---- Fragmento del documento

Por eso, por todo lo que le debo, yo también vine a decirle cuánto lo quiero. «Duerme el guerrero, solo sus armas velan».
EL OLVIDO QUE SEREMOS
(Lawrence de Arabia, Christoph Kramer)
Hay un poema del insuperable y exquisito Robert Graves que Borges siempre citaba como si fuera un cuento, porque de alguna manera también lo es. Todos los poemas lo son. Y Borges lo contaba con tanta gracia —en sus conferencias, en sus entrevistas, en sus libros— que nunca dijo el título ni la fecha, solo el nombre del autor, y muchos llegaron a creer que era otro más de sus juegos y artificios: otra festiva y humilde atribución suya de lo suyo a los demás, al otro.
El poema, sin embargo, existe, claro que existe. Se llama El estatero partido y Graves lo publicó en un libro de 1925 y se lo dedicó «al piloto 338171, T. E. Shaw», es decir a T. E. Lawrence o «Lawrence de Arabia», quien entonces usaba esos seudónimos, o el de John Hume Ross, para estar en la Real Fuerza Aérea o en el Real Regimiento de Tanques sin que el ruido y la sombra de su fama le impidieran ser lo único que él quería ser de verdad en la vida: un soldado y un guerrero, un hombre de acción.
Esa es la historia que narra el poema de Graves que Borges hizo cuento: la de un guerrero que huye de su gloria y vuelve a ser lo que siempre fue, por el solo placer de serlo, por el honor y por el juego. No es, además, cualquier guerrero: es Alejandro Magno, que renuncia a ser dios y emperador y se extravía en el Asia, y allí vive como un soldado más mientras en Macedonia lloran su muerte. Pasan los años y un día, después de un motín, Alejandro recibe en pago una moneda en la que está grabada su cara.

--------
---- Líneas proporcionadas

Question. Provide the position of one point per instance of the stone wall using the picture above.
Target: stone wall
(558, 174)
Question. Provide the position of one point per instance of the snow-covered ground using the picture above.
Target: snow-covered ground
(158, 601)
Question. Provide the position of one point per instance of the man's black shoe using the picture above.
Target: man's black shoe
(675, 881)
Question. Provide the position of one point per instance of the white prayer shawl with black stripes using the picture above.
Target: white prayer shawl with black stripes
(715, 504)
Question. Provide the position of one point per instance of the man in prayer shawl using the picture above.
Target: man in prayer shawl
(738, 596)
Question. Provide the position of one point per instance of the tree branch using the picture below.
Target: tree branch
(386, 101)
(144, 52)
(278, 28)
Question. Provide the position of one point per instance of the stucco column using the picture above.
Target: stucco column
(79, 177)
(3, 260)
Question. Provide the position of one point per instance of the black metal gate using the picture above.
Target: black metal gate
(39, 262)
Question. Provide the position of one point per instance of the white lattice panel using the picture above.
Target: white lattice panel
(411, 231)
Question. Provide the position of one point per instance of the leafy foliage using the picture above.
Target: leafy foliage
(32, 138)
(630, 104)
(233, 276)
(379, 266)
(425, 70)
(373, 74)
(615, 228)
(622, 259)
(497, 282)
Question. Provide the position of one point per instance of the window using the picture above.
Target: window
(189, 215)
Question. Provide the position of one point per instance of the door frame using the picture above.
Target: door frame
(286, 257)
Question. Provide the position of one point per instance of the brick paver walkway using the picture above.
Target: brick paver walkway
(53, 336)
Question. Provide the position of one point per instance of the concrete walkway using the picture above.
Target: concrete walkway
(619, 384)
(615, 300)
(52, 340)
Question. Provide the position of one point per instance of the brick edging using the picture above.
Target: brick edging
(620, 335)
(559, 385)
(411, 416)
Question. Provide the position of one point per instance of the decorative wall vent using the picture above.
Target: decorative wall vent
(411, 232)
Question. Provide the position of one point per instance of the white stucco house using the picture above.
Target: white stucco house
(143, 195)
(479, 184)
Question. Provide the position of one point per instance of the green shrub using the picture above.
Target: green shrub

--------

§ Ejercicios por resolver
a: Según el fragmento sobre el poema de Robert Graves, ¿a quién dedicó Graves el libro donde publicó «El estatero partido»?
b: Prosigue el fragmento sobre el poema de Robert Graves a partir de su última oración.
Estas líneas provienen de una fuente distinta.

§ Respuestas
a: Al «piloto 338171, T. E. Shaw», es decir, a T. E. Lawrence o «Lawrence de Arabia».

b:
Según Borges, así recobra su pasado y se dice: «Eres un hombre viejo; esta es la medalla que hice acuñar para la victoria de Arbela cuando yo era Alejandro de Macedonia…». La idea de Graves es quizás más irónica: los generales se reparten solos el botín y por eso se rebelan los soldados, cuando ya no queda nada de valor que darles. Entonces les ofrecen las sobras: monedas viejas, pedazos de plata y de bronce. A Alejandro le corresponde ese estatero roto con su cara en él. ¿No era su imperio más grande?, se pregunta antes de gastar la moneda en una juerga.
De la manera más inesperada y absurda me acordé de este poema y esta historia al leer ayer, tal vez un poco tarde, no lo niego, la noticia del mediocampista alemán Christoph Kramer, quien fue inicialista con su selección en la final del Mundial pasado*, cuando tuvo que remplazar a Sami Khedira, lesionado antes de que empezara el partido. La suerte para el pobre Kramer, sin embargo, se fue por donde vino, pues a los 31 minutos del primer tiempo, en una pelota disputada con Ezequiel Garay, recibió un golpe en la cabeza que lo dejó en el piso y sin sentido.
Kramer trató de reincorporarse muy rápido al juego pero el juez pidió que lo cambiaran cuando se le acercó y le hizo la pregunta más desconcertante del mundo y sin duda del Mundial: «Réferi: ¿esta es la final?». Ahora me entero de que los médicos le han confirmado al jugador que, por culpa de ese mal golpe (como suelen serlo todos), lo más probable es que nunca en su vida pueda llegar a recordar que estuvo allí en el pasto del Maracaná ese 13 de julio del 2014. Sabrá que estuvo, sí, pero jamás podrá recordarlo.
Es decir: el partido que se supone que es el partido de la vida en la vida de cualquier jugador de fútbol; el partido en el que todos los que alguna vez patearon un balón sueñan con estar desde niños, desde el potrero… ese partido va a ser para Christoph Kramer, siempre, un recuerdo vacío y mudo: 31 minutos en los que estuvo y no estuvo en la final del Mundial, y que nunca podrá saber cómo fueron.
Dice él que lo ha repetido mucho en video para «recordarlo». Supongo que mientras lo hace acaricia la medalla que les suelen dar a los campeones del Mundial.